GIVEN ENTRIES Start Marker

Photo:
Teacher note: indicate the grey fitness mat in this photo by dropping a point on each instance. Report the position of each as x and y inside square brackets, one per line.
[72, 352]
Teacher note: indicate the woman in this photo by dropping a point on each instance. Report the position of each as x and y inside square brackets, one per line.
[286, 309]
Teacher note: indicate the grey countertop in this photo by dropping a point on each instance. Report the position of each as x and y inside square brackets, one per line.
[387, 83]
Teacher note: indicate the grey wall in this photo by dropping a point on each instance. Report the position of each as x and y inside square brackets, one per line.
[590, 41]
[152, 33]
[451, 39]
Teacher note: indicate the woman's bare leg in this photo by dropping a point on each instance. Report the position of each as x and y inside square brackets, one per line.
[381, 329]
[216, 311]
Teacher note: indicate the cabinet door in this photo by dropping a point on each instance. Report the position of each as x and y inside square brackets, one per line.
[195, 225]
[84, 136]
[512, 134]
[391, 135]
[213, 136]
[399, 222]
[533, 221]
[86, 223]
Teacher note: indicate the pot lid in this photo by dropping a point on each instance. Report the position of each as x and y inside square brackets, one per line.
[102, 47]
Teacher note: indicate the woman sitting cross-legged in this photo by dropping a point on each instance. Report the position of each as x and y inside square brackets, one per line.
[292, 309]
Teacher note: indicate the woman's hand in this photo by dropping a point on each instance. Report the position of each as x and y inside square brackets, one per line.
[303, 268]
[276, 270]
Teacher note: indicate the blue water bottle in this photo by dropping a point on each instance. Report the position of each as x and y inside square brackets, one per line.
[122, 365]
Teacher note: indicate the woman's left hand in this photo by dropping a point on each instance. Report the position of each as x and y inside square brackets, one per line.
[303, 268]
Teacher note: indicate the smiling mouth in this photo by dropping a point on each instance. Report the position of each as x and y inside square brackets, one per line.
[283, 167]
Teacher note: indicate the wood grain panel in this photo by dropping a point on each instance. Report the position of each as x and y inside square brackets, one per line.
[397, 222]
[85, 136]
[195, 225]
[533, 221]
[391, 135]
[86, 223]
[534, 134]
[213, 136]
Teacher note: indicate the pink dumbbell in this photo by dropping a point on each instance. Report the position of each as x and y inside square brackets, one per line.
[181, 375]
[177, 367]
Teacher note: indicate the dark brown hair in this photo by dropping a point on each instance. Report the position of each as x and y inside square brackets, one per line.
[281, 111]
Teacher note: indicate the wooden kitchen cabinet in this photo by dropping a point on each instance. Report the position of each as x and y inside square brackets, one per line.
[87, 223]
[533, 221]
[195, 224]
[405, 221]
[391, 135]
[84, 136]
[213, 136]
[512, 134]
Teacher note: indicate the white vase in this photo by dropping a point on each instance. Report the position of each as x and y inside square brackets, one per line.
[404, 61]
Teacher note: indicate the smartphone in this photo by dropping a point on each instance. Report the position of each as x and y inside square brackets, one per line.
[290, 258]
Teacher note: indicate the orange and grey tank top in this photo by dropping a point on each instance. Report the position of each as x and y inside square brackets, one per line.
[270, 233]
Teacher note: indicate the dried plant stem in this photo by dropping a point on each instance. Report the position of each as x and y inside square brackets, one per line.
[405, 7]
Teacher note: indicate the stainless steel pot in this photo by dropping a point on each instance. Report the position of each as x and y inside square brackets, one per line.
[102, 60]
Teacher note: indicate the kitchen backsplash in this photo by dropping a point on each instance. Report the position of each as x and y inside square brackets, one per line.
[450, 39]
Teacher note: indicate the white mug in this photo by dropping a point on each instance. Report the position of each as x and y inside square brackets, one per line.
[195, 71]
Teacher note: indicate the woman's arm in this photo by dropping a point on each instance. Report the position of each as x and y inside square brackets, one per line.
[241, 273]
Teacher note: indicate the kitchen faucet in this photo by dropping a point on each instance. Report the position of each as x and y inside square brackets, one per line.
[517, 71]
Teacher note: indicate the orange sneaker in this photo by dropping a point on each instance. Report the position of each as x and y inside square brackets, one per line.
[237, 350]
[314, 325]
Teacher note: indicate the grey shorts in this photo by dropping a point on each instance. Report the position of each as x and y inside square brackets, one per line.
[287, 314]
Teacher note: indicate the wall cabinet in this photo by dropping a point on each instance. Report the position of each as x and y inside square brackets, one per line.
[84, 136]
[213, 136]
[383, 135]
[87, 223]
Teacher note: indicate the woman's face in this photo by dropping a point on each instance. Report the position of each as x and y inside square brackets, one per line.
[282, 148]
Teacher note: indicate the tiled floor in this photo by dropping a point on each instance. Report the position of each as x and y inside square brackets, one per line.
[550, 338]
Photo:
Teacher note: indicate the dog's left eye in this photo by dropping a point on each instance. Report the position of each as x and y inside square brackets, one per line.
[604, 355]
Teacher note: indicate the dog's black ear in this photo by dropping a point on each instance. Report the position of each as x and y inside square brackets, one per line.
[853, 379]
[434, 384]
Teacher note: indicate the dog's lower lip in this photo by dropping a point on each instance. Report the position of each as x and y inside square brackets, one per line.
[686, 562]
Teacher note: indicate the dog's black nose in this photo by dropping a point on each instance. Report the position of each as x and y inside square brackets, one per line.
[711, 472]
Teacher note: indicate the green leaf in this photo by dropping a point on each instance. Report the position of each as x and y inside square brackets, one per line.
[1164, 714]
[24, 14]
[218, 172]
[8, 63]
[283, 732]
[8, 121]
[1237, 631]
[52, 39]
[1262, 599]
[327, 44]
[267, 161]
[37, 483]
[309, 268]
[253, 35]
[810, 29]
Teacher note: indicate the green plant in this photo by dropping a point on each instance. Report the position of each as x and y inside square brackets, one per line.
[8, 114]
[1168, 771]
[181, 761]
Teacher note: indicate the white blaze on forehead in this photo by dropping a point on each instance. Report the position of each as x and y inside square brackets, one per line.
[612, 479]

GIVEN ENTRIES End Marker

TASK —
Find the line containing "Teacher note: indicate the white blaze", then output it and every line after it to the end of the data, exactly.

EXERCISE RESULT —
Teacher note: indicate the white blaze on forehead in this photo by dropping a point on each instance. Report the position of each as x and y inside square brackets, one per line.
[612, 479]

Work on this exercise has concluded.